#### WORK TASK:
Lines with the string "block" in the data below: report how many there are, and write nothing but the number.

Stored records
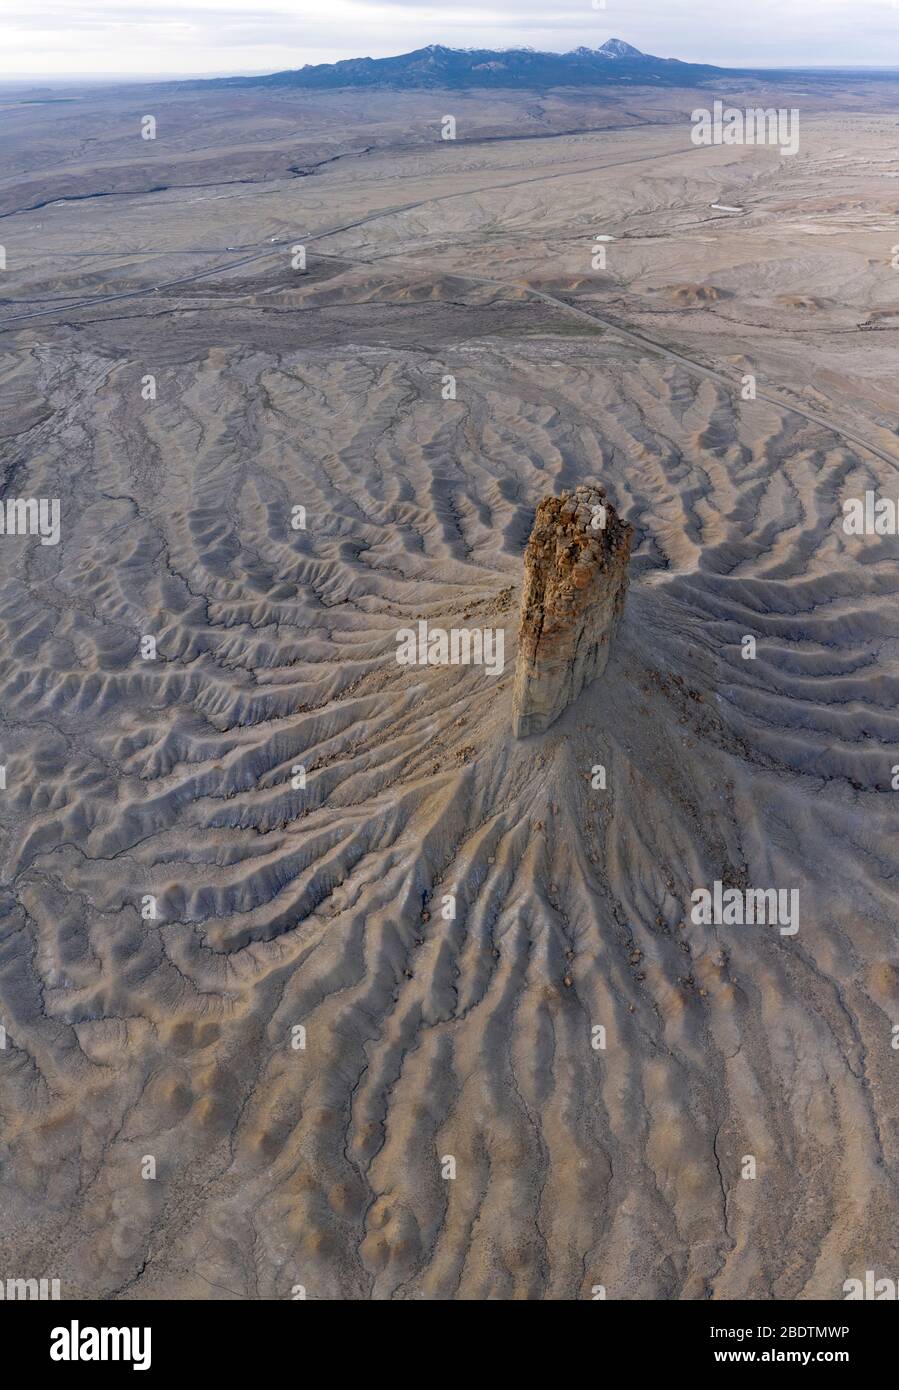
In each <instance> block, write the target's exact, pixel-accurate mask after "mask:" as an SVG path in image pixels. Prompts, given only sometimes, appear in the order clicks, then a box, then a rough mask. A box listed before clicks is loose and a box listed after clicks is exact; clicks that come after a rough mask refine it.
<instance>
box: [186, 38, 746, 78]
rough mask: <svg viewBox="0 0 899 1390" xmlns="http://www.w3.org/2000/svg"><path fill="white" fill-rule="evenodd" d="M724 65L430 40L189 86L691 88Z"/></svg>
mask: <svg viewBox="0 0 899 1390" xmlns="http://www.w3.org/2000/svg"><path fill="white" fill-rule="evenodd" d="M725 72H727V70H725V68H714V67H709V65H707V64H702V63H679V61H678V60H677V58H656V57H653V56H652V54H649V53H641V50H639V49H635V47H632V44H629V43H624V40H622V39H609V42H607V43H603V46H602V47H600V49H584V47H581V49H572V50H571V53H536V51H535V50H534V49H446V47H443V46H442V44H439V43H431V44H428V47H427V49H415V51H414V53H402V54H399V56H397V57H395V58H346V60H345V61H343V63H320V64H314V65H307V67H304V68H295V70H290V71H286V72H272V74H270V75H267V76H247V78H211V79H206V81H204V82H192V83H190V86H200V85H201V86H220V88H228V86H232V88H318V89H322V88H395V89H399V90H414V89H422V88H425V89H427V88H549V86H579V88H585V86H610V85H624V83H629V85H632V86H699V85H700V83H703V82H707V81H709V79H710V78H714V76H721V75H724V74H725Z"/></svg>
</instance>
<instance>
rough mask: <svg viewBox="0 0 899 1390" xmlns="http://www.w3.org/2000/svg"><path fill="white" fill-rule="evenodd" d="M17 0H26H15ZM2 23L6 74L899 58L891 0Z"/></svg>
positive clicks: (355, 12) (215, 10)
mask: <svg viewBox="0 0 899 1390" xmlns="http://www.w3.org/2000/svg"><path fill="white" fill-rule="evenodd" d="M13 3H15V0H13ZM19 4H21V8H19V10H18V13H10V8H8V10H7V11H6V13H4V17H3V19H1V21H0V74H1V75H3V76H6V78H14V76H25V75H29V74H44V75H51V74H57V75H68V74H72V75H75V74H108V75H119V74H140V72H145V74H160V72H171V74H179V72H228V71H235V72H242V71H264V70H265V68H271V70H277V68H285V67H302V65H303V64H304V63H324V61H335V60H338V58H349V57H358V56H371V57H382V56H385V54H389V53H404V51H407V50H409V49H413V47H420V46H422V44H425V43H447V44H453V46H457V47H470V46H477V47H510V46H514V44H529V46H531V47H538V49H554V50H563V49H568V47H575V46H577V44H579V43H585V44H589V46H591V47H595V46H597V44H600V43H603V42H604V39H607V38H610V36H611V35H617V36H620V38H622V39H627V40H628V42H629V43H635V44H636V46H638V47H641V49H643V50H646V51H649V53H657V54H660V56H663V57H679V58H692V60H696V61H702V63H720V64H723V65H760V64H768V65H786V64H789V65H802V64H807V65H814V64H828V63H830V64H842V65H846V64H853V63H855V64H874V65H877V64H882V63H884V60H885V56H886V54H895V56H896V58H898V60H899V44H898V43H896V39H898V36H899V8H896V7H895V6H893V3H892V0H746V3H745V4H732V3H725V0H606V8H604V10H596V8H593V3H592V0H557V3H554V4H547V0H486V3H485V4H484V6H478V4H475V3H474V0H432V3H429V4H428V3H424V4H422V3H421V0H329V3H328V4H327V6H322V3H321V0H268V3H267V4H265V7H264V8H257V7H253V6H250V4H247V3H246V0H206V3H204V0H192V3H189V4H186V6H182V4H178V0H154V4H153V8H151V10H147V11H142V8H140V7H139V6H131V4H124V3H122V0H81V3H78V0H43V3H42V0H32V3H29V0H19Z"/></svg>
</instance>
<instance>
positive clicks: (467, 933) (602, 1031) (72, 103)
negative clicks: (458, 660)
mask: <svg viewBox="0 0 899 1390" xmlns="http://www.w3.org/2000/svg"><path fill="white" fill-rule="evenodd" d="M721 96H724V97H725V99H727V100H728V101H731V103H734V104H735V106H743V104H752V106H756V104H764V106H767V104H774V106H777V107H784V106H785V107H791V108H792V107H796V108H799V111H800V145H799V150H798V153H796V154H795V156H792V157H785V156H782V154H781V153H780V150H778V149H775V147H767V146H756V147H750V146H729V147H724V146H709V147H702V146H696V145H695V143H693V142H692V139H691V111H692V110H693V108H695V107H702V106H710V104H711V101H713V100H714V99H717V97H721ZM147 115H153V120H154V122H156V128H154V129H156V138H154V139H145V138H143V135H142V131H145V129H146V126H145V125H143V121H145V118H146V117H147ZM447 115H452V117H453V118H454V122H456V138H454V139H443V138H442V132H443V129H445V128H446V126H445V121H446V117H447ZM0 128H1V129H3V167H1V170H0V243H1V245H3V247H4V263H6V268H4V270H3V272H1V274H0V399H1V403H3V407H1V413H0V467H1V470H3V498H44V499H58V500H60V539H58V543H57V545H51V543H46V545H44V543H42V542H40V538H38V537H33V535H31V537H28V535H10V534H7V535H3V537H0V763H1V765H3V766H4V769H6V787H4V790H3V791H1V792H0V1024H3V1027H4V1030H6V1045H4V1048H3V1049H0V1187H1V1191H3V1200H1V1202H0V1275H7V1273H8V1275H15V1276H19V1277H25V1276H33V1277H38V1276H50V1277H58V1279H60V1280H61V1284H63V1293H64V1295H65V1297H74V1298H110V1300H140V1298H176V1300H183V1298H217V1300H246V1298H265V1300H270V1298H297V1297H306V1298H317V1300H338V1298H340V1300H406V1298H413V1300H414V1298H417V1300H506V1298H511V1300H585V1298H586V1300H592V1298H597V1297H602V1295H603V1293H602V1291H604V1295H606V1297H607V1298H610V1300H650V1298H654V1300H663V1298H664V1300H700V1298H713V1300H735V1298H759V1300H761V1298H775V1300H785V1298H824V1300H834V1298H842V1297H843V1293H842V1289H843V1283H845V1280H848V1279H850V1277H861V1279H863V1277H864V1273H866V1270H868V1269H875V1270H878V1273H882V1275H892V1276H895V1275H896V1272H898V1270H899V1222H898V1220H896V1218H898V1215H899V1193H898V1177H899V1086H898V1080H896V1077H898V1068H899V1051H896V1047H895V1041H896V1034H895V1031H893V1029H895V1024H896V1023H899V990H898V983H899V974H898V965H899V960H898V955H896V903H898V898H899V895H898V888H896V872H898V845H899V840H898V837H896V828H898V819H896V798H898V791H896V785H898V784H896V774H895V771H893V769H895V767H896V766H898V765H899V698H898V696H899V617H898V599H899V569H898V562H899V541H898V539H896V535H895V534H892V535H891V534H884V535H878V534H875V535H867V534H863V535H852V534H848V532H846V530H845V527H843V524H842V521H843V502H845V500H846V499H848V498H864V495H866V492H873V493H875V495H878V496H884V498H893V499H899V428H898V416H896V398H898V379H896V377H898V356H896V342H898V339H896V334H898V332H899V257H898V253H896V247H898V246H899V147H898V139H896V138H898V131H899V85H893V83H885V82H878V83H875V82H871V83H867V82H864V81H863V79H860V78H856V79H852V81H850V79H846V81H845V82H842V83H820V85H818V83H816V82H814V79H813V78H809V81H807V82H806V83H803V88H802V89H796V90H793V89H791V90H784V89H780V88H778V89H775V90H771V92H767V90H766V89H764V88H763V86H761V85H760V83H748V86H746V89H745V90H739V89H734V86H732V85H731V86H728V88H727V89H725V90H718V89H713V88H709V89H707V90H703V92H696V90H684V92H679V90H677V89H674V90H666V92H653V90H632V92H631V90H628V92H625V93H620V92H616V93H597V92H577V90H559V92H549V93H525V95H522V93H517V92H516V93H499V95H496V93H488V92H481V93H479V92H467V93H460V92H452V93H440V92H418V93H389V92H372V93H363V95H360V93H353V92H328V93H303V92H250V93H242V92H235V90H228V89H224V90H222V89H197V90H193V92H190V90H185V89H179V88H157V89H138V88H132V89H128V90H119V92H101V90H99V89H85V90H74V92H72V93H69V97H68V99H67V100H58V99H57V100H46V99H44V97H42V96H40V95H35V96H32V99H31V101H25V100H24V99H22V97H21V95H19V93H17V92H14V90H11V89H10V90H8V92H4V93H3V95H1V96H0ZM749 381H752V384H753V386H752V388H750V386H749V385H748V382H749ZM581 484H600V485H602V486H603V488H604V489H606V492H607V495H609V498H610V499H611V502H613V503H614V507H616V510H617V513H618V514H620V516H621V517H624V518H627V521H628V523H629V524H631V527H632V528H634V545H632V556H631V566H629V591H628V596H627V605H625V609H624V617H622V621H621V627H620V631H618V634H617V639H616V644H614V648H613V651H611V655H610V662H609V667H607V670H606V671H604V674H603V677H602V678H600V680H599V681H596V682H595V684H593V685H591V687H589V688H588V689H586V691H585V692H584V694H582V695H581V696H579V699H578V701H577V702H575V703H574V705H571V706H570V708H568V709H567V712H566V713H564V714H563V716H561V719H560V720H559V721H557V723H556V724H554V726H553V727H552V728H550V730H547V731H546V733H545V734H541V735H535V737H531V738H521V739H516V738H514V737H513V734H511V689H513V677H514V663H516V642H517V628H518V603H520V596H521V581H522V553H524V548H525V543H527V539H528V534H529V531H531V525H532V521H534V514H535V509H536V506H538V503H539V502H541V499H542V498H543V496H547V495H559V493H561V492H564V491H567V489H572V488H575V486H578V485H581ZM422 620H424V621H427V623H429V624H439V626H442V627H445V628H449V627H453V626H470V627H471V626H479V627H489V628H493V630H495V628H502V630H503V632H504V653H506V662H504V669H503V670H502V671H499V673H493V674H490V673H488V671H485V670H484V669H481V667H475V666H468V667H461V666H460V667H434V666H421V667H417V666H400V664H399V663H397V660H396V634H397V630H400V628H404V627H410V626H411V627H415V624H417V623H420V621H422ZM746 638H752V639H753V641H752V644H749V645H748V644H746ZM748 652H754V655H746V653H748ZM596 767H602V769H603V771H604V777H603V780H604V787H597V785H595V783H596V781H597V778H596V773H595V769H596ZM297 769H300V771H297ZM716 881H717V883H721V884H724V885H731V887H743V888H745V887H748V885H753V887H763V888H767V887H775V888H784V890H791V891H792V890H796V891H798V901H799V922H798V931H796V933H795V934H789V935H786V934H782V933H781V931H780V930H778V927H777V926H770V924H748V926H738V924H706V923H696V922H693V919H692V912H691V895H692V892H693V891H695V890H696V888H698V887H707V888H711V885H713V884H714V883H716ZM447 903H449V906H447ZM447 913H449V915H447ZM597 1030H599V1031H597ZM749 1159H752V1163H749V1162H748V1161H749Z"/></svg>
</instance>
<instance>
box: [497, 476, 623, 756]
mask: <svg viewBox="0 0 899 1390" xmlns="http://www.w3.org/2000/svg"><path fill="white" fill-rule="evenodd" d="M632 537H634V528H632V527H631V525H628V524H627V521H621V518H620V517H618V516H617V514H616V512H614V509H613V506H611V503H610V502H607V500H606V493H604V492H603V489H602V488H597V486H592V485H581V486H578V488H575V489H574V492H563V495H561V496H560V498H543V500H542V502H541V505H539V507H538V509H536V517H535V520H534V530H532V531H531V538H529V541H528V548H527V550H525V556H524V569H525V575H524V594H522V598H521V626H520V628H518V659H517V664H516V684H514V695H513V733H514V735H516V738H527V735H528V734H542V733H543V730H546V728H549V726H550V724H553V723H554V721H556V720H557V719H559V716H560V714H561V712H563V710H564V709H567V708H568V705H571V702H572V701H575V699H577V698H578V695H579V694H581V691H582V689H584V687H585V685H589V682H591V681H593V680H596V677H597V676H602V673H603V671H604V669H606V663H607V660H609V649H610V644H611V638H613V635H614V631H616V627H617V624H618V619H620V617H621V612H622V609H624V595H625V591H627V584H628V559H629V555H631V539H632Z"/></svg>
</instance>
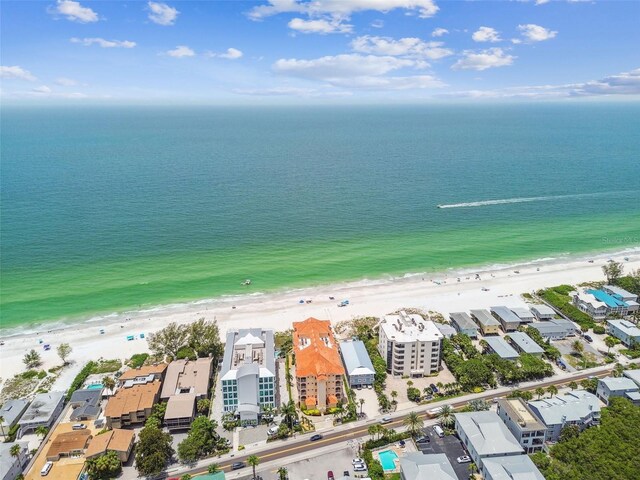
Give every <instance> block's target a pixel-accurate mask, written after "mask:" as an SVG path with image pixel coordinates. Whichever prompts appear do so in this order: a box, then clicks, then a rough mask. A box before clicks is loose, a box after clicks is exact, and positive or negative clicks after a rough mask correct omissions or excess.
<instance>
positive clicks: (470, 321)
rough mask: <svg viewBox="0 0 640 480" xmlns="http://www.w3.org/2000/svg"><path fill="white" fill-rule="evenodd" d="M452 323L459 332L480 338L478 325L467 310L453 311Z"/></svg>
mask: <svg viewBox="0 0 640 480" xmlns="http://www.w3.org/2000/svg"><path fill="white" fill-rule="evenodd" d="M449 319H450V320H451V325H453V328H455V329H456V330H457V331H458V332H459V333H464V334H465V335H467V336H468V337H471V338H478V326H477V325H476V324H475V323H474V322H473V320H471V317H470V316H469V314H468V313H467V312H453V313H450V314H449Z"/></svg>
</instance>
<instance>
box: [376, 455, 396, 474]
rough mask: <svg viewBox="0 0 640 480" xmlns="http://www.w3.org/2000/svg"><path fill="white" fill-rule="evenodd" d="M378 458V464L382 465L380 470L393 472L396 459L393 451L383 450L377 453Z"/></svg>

#### RESULT FOR THIS EXERCISE:
2